- [Description of the task] Rewrite the data between the lines holding "Could you please locate the large" and "[465,167,500,260]", inclusive, keeping the request line as is and scaling every bounding-box coordinate in the answers by 0.95, rounded to whole numbers with halves rounded up. Give only those lines.

■ ■ ■ ■ ■

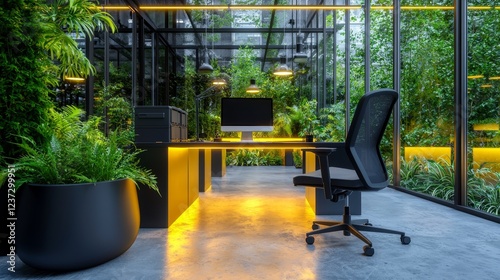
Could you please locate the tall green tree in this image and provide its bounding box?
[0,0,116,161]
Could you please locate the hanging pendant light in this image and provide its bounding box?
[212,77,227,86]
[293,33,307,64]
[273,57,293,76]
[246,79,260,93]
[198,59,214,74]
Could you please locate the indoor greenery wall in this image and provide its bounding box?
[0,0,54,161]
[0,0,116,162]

■ ■ ■ ■ ■

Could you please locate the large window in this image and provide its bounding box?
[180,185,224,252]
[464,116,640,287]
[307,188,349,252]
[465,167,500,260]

■ ■ ■ ■ ■

- [Exercise answer]
Could you please locate the large window in this image and provide its bounding box?
[171,176,213,239]
[441,110,608,273]
[292,179,332,239]
[442,159,475,247]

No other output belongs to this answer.